Referring expression grounding data:
BEGIN

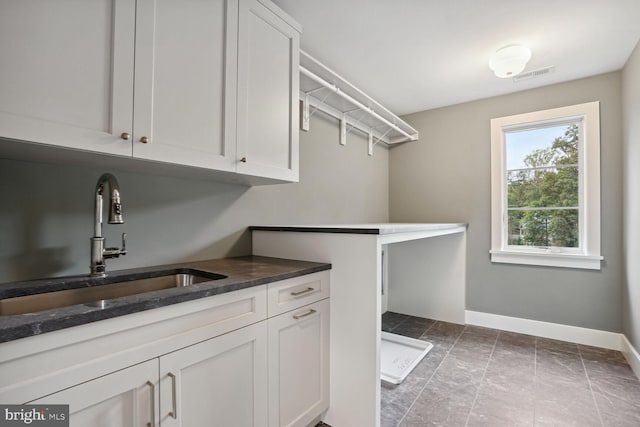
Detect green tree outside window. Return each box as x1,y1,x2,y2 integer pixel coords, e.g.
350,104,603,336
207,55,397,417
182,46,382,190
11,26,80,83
507,123,580,248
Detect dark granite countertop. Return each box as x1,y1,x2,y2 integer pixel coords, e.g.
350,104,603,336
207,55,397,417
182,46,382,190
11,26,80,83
0,256,331,344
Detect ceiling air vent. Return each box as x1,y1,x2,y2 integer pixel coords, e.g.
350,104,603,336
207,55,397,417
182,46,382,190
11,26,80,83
513,66,555,82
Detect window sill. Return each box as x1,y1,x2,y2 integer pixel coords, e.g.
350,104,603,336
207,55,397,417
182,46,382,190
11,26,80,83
490,250,603,270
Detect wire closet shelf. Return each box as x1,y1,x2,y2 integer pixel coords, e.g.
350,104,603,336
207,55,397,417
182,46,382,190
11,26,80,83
299,50,419,155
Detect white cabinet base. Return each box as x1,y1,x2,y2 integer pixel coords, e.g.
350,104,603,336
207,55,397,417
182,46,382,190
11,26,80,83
2,271,330,427
29,359,158,427
268,299,329,427
160,321,268,427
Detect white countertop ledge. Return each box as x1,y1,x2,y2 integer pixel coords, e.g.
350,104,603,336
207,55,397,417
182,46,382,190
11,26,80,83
250,223,467,243
251,223,465,234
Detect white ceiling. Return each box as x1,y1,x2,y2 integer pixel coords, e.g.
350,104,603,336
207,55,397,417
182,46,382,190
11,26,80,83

END

**TASK PROMPT**. Scan the data above. Return every line with "white" in it.

**SOLUTION**.
Detect white cabinet base. Return each box as x1,y1,x2,y2 integer pixel coords, e.g.
Detect white countertop ledge. Return each box as x1,y1,x2,y2 integer pixel coords, e.g.
Detect white ceiling. Return each box as x1,y1,x2,y2 integer pixel coords, e.g.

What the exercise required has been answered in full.